◆ What you have to do:
Repeat the lines from the one containing "[33, 594, 352, 759]" through the last line of the data, exactly, pictures omitted.

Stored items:

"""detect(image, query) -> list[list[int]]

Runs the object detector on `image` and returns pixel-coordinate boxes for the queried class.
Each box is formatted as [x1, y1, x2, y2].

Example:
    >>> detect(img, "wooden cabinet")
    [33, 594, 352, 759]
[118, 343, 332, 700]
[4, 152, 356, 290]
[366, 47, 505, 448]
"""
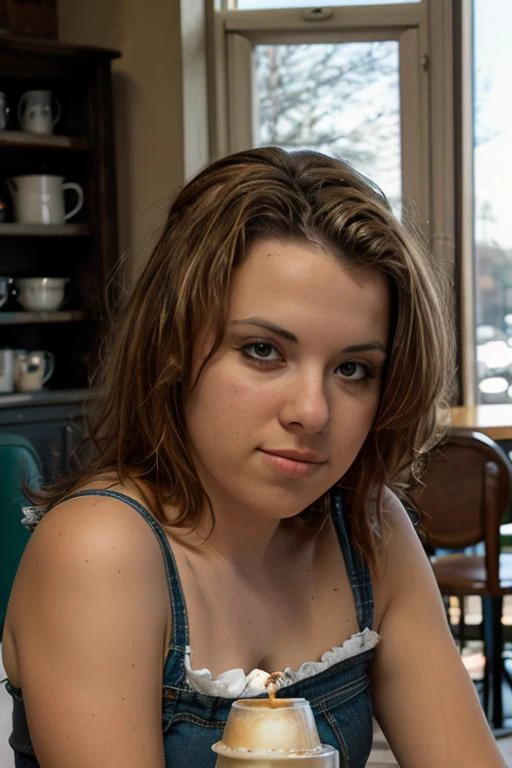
[0, 35, 121, 480]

◆ Problem solution:
    [33, 594, 352, 759]
[118, 343, 332, 700]
[4, 152, 356, 290]
[366, 47, 505, 448]
"""
[0, 35, 121, 480]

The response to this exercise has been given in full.